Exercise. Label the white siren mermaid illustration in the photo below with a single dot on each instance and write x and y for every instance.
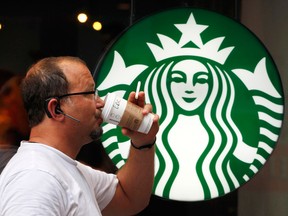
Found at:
(211, 140)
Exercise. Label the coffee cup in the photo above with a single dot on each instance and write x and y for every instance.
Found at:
(119, 111)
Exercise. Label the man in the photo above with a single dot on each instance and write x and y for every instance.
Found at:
(64, 114)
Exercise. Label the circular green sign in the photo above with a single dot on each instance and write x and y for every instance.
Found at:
(218, 94)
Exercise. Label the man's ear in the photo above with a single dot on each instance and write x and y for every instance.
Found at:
(52, 106)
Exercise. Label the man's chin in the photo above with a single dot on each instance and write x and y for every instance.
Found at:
(96, 134)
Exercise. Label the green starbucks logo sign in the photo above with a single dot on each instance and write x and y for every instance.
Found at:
(216, 90)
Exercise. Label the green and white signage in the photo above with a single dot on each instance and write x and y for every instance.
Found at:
(218, 94)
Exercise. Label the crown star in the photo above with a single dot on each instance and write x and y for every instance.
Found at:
(190, 32)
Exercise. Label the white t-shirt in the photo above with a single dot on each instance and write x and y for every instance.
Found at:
(40, 180)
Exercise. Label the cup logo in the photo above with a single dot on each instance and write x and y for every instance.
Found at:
(218, 94)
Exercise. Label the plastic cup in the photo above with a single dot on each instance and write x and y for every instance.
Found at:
(119, 111)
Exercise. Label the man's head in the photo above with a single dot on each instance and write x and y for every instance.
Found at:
(48, 92)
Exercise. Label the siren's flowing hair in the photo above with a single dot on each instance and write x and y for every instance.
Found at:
(213, 167)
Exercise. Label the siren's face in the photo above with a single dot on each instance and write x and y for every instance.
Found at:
(189, 84)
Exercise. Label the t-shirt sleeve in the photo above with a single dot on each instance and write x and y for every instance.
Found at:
(28, 194)
(103, 184)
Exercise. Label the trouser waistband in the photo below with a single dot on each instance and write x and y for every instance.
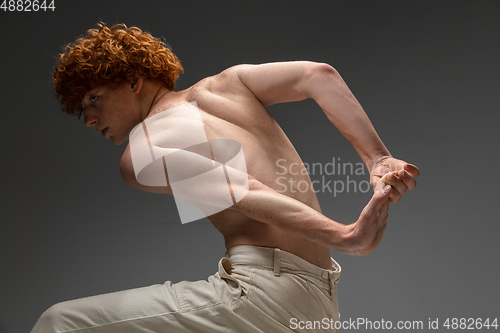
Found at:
(279, 261)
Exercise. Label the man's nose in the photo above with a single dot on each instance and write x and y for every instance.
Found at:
(91, 120)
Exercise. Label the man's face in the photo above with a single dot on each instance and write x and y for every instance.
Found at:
(112, 111)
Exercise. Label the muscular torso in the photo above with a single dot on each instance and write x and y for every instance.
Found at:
(230, 111)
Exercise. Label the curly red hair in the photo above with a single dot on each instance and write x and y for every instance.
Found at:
(111, 56)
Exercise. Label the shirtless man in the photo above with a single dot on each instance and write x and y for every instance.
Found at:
(279, 270)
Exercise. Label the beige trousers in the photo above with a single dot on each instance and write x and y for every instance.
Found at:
(256, 289)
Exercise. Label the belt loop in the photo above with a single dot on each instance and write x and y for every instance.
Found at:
(277, 262)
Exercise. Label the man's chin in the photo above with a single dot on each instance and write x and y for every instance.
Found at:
(117, 141)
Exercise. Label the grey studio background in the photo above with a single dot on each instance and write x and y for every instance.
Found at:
(426, 72)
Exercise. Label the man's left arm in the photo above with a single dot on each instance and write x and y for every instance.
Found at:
(274, 83)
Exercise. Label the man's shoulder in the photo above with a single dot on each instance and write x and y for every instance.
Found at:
(223, 83)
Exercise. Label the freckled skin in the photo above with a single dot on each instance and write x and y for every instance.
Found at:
(232, 105)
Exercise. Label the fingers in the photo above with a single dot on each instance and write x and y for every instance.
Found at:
(412, 170)
(401, 181)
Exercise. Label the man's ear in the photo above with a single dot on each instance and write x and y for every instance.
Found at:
(136, 84)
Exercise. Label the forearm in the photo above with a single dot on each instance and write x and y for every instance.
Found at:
(334, 97)
(266, 205)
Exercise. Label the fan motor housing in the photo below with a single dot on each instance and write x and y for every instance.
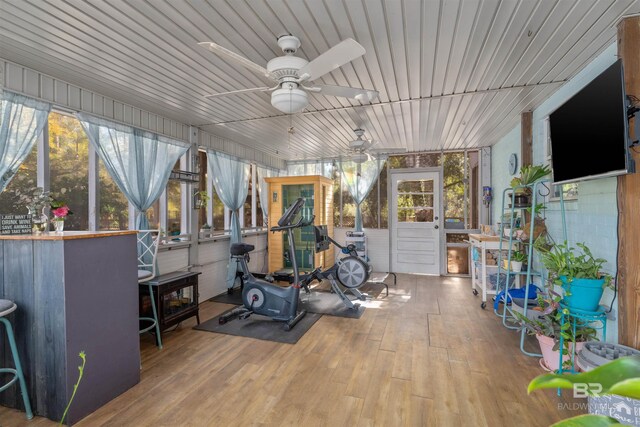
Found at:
(285, 66)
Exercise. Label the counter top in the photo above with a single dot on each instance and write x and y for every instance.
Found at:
(67, 235)
(484, 238)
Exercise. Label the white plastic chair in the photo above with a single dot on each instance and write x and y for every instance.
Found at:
(148, 247)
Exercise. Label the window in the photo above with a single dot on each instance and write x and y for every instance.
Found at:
(174, 205)
(114, 207)
(453, 195)
(248, 201)
(259, 218)
(384, 207)
(218, 212)
(461, 187)
(337, 198)
(24, 181)
(69, 168)
(415, 201)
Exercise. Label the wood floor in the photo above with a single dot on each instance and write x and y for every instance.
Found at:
(426, 355)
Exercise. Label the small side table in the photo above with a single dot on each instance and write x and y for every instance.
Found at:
(176, 296)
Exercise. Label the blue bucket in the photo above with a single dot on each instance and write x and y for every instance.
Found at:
(585, 293)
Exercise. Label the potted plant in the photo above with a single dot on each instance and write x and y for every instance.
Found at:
(201, 199)
(533, 213)
(60, 211)
(37, 202)
(528, 175)
(578, 273)
(545, 324)
(517, 258)
(619, 378)
(205, 230)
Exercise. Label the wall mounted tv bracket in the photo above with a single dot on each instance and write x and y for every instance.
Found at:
(633, 107)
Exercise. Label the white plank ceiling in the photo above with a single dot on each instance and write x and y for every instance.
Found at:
(452, 74)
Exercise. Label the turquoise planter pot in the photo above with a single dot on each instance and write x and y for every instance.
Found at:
(585, 293)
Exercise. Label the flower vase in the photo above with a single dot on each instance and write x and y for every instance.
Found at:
(58, 225)
(40, 222)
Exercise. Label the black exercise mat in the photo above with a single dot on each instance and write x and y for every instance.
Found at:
(328, 303)
(372, 289)
(235, 298)
(261, 327)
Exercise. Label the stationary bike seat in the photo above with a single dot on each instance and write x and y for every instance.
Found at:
(241, 248)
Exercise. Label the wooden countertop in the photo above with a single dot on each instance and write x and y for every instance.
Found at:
(484, 238)
(67, 235)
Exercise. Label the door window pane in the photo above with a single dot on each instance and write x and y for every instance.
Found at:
(218, 212)
(415, 215)
(23, 182)
(69, 165)
(416, 186)
(114, 207)
(174, 205)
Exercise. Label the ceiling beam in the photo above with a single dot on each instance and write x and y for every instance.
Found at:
(382, 104)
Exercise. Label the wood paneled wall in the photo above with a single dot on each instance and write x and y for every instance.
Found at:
(628, 278)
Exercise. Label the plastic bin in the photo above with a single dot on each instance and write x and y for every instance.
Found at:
(623, 409)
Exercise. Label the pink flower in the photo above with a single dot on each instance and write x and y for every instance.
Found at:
(60, 212)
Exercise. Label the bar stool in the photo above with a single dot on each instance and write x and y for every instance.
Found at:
(7, 307)
(148, 249)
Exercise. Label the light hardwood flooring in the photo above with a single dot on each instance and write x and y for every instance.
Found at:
(426, 355)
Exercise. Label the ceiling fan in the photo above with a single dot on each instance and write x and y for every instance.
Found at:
(362, 149)
(290, 73)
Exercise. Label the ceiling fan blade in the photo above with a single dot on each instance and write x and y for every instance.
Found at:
(363, 95)
(239, 92)
(345, 51)
(234, 57)
(388, 150)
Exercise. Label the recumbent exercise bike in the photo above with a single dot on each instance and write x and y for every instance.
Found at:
(350, 271)
(261, 297)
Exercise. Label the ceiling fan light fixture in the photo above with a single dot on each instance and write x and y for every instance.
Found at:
(289, 101)
(359, 158)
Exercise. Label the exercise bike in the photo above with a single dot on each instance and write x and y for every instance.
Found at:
(261, 297)
(350, 271)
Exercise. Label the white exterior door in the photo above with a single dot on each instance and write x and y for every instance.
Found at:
(414, 217)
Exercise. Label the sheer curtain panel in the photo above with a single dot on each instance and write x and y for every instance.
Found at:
(359, 179)
(231, 181)
(21, 122)
(139, 162)
(263, 189)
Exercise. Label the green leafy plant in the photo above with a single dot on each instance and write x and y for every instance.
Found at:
(536, 210)
(518, 256)
(202, 199)
(530, 174)
(76, 385)
(36, 200)
(620, 377)
(548, 322)
(565, 261)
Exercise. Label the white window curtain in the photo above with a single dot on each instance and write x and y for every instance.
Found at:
(231, 181)
(313, 167)
(359, 179)
(21, 122)
(139, 162)
(263, 190)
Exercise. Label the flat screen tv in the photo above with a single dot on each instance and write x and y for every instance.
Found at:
(589, 136)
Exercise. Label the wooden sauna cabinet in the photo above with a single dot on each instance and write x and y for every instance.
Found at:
(318, 193)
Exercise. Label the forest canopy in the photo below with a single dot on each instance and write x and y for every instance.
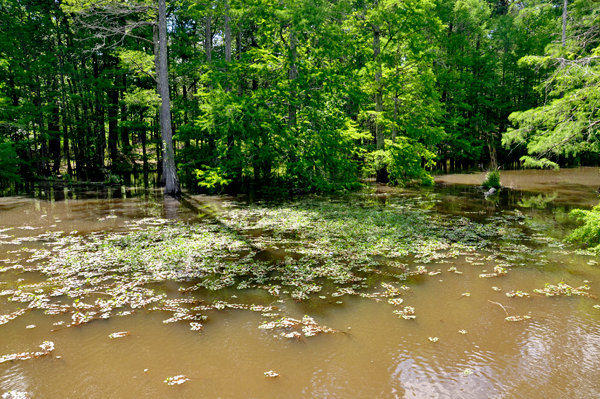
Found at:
(310, 95)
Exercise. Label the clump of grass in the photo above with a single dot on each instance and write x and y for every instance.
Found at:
(589, 233)
(492, 179)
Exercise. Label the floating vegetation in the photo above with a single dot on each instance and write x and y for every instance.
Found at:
(296, 328)
(498, 271)
(518, 294)
(517, 318)
(303, 246)
(176, 380)
(562, 289)
(8, 317)
(407, 313)
(47, 348)
(119, 334)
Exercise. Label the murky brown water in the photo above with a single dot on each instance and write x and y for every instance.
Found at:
(555, 354)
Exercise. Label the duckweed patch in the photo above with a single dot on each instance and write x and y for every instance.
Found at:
(296, 251)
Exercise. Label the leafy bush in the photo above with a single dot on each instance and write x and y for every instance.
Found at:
(589, 233)
(211, 178)
(9, 162)
(492, 179)
(403, 161)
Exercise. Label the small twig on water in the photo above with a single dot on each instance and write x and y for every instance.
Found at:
(499, 304)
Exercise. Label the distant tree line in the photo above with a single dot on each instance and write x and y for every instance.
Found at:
(294, 95)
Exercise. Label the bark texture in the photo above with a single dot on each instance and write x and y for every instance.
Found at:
(170, 174)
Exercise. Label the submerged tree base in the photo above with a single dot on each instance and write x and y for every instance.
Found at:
(353, 246)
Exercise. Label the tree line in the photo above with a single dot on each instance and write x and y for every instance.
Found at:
(269, 96)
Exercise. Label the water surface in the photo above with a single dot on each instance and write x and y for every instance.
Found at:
(556, 353)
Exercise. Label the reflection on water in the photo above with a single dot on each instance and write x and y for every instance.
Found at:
(555, 354)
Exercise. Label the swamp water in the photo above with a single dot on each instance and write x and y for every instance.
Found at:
(80, 266)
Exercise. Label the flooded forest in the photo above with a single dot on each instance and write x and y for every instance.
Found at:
(299, 199)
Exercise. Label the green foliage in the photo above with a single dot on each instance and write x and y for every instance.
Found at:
(9, 162)
(492, 179)
(211, 178)
(589, 233)
(568, 122)
(403, 161)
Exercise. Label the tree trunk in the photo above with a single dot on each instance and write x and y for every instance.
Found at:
(379, 138)
(113, 115)
(171, 181)
(208, 38)
(227, 33)
(564, 36)
(293, 74)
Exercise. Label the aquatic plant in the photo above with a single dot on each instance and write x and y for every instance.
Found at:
(119, 334)
(589, 233)
(563, 289)
(492, 179)
(46, 348)
(176, 380)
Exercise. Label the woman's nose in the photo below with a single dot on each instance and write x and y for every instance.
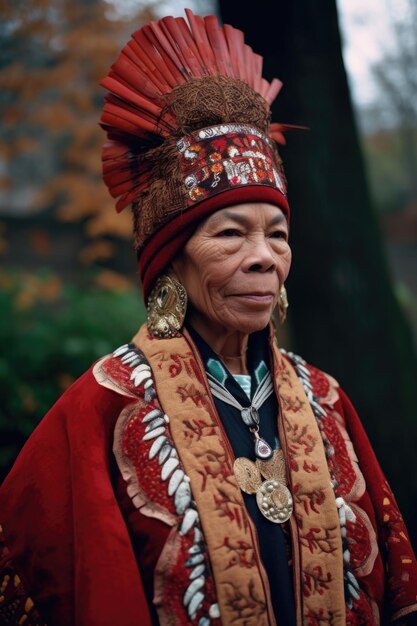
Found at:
(260, 257)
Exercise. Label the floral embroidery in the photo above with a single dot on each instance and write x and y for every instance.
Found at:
(174, 505)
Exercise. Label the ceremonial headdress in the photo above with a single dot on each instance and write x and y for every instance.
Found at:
(187, 118)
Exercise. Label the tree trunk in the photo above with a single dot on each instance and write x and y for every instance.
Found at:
(343, 314)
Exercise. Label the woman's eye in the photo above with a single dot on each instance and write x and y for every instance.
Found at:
(279, 234)
(229, 232)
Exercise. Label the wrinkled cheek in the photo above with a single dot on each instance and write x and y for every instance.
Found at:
(284, 266)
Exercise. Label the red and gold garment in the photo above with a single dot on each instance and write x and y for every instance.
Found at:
(146, 414)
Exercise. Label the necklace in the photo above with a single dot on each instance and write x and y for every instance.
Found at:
(272, 495)
(250, 414)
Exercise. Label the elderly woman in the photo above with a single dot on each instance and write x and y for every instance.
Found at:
(199, 475)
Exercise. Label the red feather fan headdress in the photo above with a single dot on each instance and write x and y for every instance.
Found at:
(187, 118)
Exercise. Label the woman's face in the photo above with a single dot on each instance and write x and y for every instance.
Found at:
(234, 266)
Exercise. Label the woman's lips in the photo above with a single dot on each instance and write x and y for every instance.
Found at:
(255, 297)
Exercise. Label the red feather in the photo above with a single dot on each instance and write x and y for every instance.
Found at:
(159, 57)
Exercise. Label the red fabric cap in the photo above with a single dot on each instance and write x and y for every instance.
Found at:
(164, 245)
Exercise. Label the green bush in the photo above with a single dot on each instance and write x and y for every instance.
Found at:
(49, 335)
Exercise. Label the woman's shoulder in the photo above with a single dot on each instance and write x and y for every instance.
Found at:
(318, 384)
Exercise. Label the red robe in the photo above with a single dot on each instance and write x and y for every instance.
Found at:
(66, 538)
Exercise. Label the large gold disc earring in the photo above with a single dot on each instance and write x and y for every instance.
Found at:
(282, 305)
(167, 305)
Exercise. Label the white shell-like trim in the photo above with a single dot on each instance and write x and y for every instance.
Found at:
(158, 445)
(214, 611)
(140, 378)
(175, 481)
(192, 588)
(197, 571)
(195, 604)
(190, 518)
(154, 433)
(151, 415)
(164, 453)
(121, 350)
(168, 467)
(182, 497)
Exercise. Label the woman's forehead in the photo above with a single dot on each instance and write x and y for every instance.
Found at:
(251, 211)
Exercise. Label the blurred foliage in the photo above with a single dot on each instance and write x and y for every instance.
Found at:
(53, 55)
(50, 334)
(389, 179)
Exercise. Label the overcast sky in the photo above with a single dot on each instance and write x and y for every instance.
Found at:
(367, 33)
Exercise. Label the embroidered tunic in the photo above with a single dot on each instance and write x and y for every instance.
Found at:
(68, 557)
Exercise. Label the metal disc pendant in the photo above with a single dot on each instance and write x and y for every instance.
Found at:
(274, 501)
(262, 449)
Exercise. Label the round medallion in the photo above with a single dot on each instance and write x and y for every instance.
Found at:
(274, 501)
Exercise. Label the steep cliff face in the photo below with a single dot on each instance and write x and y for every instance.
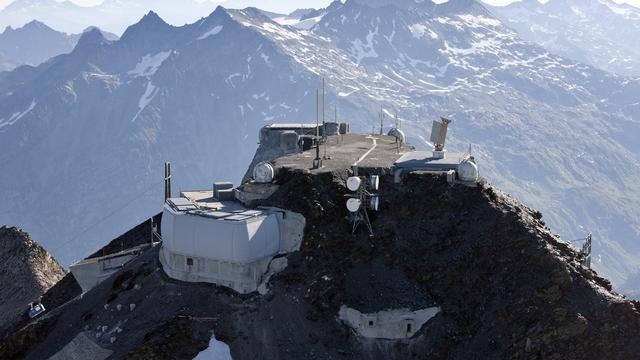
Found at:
(505, 286)
(27, 271)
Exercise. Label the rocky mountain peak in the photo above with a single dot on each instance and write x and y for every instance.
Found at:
(90, 38)
(462, 6)
(150, 23)
(27, 272)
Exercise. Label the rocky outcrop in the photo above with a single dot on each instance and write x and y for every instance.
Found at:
(505, 286)
(27, 271)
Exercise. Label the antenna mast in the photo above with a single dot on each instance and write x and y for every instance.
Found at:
(317, 162)
(381, 119)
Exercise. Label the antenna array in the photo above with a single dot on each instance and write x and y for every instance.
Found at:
(363, 199)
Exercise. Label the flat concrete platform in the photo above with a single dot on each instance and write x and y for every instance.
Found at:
(204, 200)
(425, 160)
(343, 151)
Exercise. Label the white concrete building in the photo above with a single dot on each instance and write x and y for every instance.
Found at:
(204, 240)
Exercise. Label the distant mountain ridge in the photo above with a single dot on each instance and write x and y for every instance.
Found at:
(597, 32)
(111, 15)
(35, 42)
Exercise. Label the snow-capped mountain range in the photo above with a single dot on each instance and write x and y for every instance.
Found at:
(111, 15)
(596, 32)
(83, 136)
(35, 43)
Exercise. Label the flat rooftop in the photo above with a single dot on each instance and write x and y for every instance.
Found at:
(343, 151)
(202, 203)
(425, 160)
(284, 126)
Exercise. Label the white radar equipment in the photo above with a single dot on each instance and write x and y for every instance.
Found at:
(362, 200)
(353, 183)
(439, 136)
(263, 173)
(353, 204)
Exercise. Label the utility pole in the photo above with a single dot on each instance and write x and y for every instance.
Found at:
(586, 252)
(317, 162)
(381, 119)
(167, 180)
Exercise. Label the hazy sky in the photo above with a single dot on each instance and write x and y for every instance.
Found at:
(290, 5)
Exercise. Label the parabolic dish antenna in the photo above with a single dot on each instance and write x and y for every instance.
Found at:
(353, 204)
(263, 173)
(374, 181)
(353, 183)
(374, 203)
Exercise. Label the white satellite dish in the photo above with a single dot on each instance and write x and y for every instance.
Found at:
(353, 183)
(263, 173)
(374, 202)
(353, 204)
(374, 182)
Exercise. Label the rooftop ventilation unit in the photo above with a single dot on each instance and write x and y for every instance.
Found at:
(439, 136)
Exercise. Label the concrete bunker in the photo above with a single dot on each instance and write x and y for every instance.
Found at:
(222, 242)
(387, 324)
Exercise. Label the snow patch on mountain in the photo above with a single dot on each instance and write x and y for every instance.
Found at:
(419, 30)
(17, 116)
(361, 50)
(149, 64)
(215, 31)
(217, 350)
(149, 93)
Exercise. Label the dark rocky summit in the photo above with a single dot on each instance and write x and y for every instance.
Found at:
(27, 271)
(506, 286)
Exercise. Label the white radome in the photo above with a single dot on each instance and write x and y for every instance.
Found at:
(468, 171)
(353, 183)
(374, 181)
(374, 202)
(353, 204)
(263, 173)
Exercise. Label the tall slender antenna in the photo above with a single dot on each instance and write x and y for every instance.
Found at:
(167, 180)
(317, 162)
(381, 119)
(324, 127)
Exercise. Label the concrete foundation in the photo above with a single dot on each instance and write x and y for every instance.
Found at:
(389, 324)
(90, 272)
(241, 277)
--
## Description of the task
Begin with the first line of the records and repeat every line up to the one with "Exercise. Label the coffee", counting that line too. Pictures are not part of the copy.

## Task result
Exercise. Label the white siren mermaid illustration in the photo below with a single dot on each instance and write x and y for every instance.
Found at:
(211, 140)
Exercise. Label the coffee cup in the photo above with a single dot on each instance and write x and y for every instance.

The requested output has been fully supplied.